━━━ Stored rows
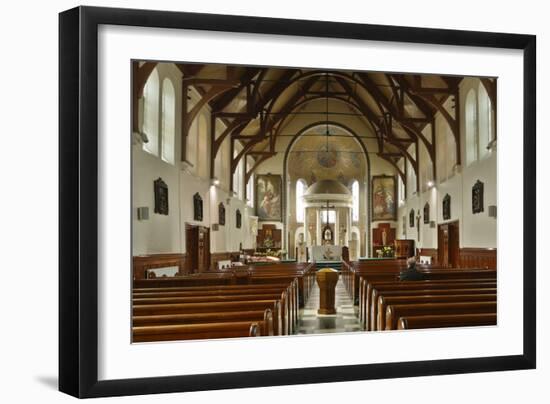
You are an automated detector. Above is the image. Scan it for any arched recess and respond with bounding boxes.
[235,71,435,182]
[283,121,372,256]
[242,95,418,182]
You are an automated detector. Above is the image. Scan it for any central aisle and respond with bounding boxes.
[298,278,360,334]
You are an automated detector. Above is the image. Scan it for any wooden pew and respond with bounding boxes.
[133,300,283,335]
[132,309,274,335]
[386,302,497,330]
[397,313,497,330]
[373,290,497,331]
[364,274,496,327]
[360,279,496,330]
[132,321,265,342]
[132,290,295,335]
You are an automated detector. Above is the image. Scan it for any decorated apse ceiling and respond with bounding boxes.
[288,125,366,186]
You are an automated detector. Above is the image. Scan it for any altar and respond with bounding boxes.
[308,244,342,262]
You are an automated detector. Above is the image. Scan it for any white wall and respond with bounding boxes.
[0,0,550,404]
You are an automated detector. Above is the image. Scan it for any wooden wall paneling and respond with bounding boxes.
[132,253,187,279]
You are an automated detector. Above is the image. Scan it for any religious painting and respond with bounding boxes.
[154,177,168,215]
[443,194,451,220]
[256,174,283,222]
[235,209,242,229]
[424,202,430,224]
[218,202,225,226]
[193,192,202,222]
[472,180,483,214]
[372,175,397,221]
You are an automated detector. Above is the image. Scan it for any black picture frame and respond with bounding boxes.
[153,177,168,215]
[59,7,536,398]
[472,180,484,214]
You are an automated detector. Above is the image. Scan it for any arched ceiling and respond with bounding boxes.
[134,62,470,189]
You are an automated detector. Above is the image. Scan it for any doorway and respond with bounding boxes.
[437,220,460,268]
[185,224,210,274]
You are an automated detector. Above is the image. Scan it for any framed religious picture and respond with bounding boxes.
[193,192,202,222]
[235,209,243,229]
[372,175,397,221]
[218,202,225,226]
[59,7,537,397]
[443,194,451,220]
[424,202,430,224]
[154,178,168,215]
[472,180,483,213]
[256,174,283,222]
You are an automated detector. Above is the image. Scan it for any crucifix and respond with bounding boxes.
[323,200,335,243]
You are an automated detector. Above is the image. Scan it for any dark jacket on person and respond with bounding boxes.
[399,264,425,281]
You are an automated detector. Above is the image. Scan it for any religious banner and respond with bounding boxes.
[256,174,283,222]
[372,175,397,221]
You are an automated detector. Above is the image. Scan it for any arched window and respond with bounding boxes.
[161,78,176,164]
[478,82,493,160]
[197,113,210,179]
[246,174,254,207]
[465,89,478,166]
[296,179,307,223]
[351,180,359,222]
[185,103,199,173]
[142,69,160,156]
[435,118,456,182]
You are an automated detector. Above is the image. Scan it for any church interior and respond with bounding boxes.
[131,61,497,342]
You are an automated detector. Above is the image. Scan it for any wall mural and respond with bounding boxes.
[256,174,283,222]
[372,175,397,221]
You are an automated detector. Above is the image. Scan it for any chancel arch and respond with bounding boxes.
[285,121,370,255]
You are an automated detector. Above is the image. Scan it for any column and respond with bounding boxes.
[334,208,340,245]
[346,208,353,247]
[315,209,322,245]
[304,207,309,248]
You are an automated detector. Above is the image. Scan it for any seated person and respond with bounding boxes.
[399,257,424,281]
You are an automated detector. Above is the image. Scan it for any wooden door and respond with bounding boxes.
[437,221,460,268]
[197,227,210,272]
[437,224,449,268]
[449,222,460,268]
[185,225,199,274]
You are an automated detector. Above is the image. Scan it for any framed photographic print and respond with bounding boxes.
[372,175,397,220]
[59,7,536,398]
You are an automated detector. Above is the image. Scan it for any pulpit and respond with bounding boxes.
[316,268,338,314]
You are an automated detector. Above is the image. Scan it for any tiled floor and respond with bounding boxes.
[298,279,359,334]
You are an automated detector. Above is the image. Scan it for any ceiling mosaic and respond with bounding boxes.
[288,125,366,186]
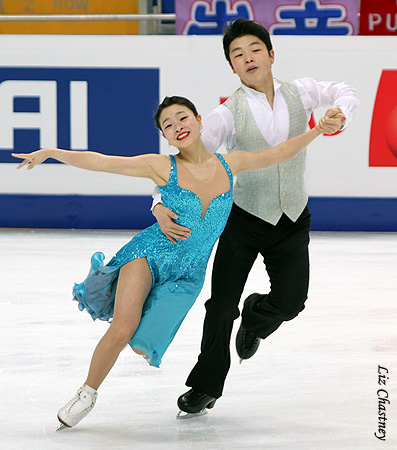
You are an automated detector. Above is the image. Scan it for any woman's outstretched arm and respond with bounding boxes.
[12,148,169,184]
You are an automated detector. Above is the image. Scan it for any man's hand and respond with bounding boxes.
[318,108,346,134]
[153,203,190,244]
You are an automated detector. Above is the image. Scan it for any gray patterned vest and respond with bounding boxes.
[224,80,308,225]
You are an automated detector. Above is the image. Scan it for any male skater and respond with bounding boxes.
[153,19,359,413]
━━━━━━
Prompt: Repeat the lines between the one containing "frame and respond with bounding boxes." and the one containing "[134,62,470,189]", inclusive, exactly as they appear.

Response:
You are an automated detector. Above is the image. Scan it for any black picture frame and respond with bounding boxes.
[153,177,168,215]
[59,7,536,398]
[472,180,484,214]
You are an automated detector. Above is the image. Scan it for any arched ceiling and respond with bounding boxes.
[134,62,470,189]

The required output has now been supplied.